Task prompt:
Exact copy, no pictures: return all the data below as written.
**** Dataset ****
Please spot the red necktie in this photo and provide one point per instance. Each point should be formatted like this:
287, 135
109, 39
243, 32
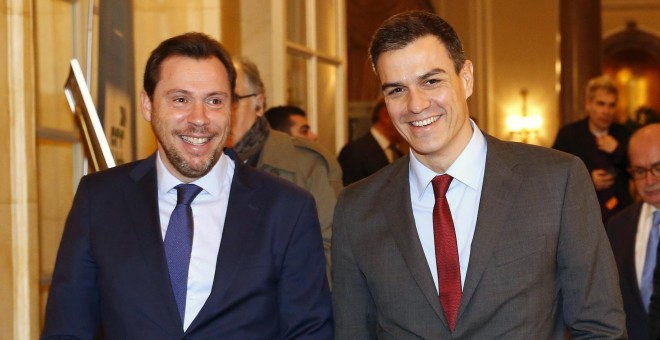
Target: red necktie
446, 251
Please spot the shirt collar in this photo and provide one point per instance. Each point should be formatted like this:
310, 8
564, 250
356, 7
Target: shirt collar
465, 168
210, 183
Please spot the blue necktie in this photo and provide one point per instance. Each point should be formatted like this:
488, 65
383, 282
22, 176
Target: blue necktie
178, 243
649, 262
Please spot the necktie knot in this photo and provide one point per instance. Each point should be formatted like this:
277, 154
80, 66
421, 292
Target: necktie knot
441, 185
646, 288
186, 193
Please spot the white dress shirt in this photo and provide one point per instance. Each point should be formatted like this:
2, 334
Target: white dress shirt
209, 212
642, 238
463, 196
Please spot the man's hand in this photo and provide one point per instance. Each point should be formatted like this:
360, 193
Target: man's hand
606, 143
602, 179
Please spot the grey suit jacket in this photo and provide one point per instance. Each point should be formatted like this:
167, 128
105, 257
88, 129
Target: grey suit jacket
540, 260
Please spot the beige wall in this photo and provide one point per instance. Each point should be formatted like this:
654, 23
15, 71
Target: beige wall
616, 13
18, 199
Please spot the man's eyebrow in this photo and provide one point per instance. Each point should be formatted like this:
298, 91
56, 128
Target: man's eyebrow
424, 76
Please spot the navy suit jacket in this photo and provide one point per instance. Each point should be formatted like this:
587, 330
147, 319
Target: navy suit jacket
361, 158
621, 230
111, 276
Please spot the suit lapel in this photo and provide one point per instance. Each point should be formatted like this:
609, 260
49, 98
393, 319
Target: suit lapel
402, 226
142, 203
500, 187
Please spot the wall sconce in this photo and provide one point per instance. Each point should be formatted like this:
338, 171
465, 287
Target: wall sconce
523, 124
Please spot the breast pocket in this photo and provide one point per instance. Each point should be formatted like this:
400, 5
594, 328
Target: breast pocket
519, 251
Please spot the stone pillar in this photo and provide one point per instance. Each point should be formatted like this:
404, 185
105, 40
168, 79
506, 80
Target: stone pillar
581, 54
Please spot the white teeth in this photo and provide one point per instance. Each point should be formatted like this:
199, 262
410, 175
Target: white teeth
195, 140
425, 122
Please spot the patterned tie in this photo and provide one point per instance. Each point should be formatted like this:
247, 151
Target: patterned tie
178, 243
446, 251
649, 262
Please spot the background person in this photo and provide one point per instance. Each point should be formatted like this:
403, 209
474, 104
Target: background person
634, 232
303, 162
373, 151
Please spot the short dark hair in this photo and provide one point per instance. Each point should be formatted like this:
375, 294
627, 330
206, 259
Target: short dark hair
402, 29
278, 116
193, 45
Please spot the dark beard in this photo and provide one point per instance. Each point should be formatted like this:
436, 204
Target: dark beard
184, 168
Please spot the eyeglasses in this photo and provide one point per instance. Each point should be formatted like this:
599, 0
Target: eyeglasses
246, 96
640, 173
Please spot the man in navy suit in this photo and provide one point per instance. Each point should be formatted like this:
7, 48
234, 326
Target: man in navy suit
256, 268
631, 234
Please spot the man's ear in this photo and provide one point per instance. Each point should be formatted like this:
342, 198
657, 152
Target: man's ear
467, 77
260, 104
146, 105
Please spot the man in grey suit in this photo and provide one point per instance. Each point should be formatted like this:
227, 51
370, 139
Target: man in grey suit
525, 255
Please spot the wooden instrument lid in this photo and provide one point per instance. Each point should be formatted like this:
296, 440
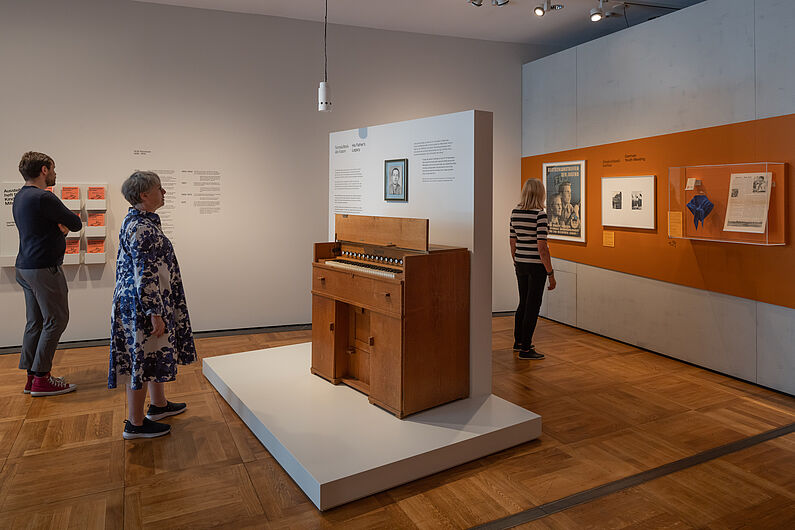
****
Answer for the task:
Please spot the red necktie in this photo and provide one point per instance. Each point should be formatted like this:
287, 135
109, 39
243, 32
Target: red necktie
446, 251
Please spot the shirt collar in this photo and provide one point per instance. Each point should be formatted like this:
310, 8
564, 250
356, 7
Target: shirt collar
465, 168
210, 183
Please spot the blue necktie in this photo and provide one point per instance. Each point should be formatted like this:
488, 65
383, 282
22, 176
Target: blue necktie
178, 243
649, 262
Please spot the necktie knot in this photo and provide one point per instance. Each point should be formatted like this:
277, 154
80, 66
421, 292
Target: necktie knot
441, 185
646, 288
186, 193
Please spot the white dress shirt in this photo and provide one point per instance. Each point should be formatted like this:
2, 334
Target: white dress shirt
209, 212
642, 238
463, 196
Please spot the man's hand in this photo and provide one point per instance. Each point should be formatted like this:
360, 193
Target: man's hand
606, 143
602, 179
Please spot the grey suit jacket in this photo and provide one point per instance. Each point should be formatted like this:
167, 128
105, 257
88, 129
Target: grey suit jacket
540, 260
Please spot the beige wall in this photo and provide one point per instance. Each point should be formatted like this:
654, 23
15, 71
Target: beige wall
616, 13
18, 199
Please spot the man's eyebrow in this photo and provide one point per instance. Each point should be formatted like this:
298, 91
56, 128
Target: man's eyebrow
424, 76
Please spot the navy suit jacket in this photo and provide one point per instance. Each point should be formatted like this:
587, 330
147, 319
Target: navy suit jacket
361, 158
621, 230
111, 276
Please spot the suit lapel in this photo and provide one point per instance. Each point should be formatted like this:
609, 260
49, 98
393, 319
Target: suit lapel
402, 226
142, 203
500, 187
Please spot the wall sconce in this photo and provide one point per instance. Each point should be formatted like this:
338, 171
465, 287
Target: wall sconce
523, 124
Please spot the breast pocket in this photo and provide one point per instance. Each point should be formatted like this:
400, 5
594, 328
Target: breast pocket
519, 251
Please spot the stone pillar in this photo and provide one point per instance. Each point should be formatted like this:
404, 185
105, 40
168, 79
506, 80
Target: stone pillar
581, 54
Please spot the white teeth in this photo and provide one point per instance. Each point should be formatted like this:
199, 262
410, 175
Target: white teeth
195, 140
425, 122
Please spot the patterned tie in this photo and provide one point per instance. Each point should be formatted like this:
247, 151
Target: patterned tie
178, 243
446, 251
649, 262
Please spot the background person in this photo and provide one point per instance. Each point should be formatted like this:
403, 209
474, 104
Target: background person
634, 232
303, 162
373, 151
Please spot the short dark hair in this photo and provide one point per instance. Each point should be formatted like this:
375, 294
627, 330
206, 259
Target: short dark hair
402, 29
278, 116
193, 45
Please spot the dark beard in this photo and provide one point per instance. Each point should be formatted like this:
436, 204
Target: dark beard
184, 168
Please spot the eyeglasses in this photo and provide one point per instance. Each point should be formatted like this:
599, 0
Target: eyeglasses
246, 96
640, 173
Please spot the man in navy suit in this photo and provide one point per instance. Each point should be formatted like this:
7, 48
234, 326
Target: man in navy suit
256, 268
631, 234
Please spot the man's ear in this photo and provide one point per instance. Each point should be formatted like this:
342, 198
657, 152
Target: man's ear
467, 77
260, 104
146, 105
Please spot the man in grey suit in this photo and provide one point per instance. Each point should be formatted like this:
227, 51
370, 139
Target: man in grey suit
525, 255
Please spot the wooden instrument lid in this photo and provide one point per instance. Each point should be formatted like this:
296, 440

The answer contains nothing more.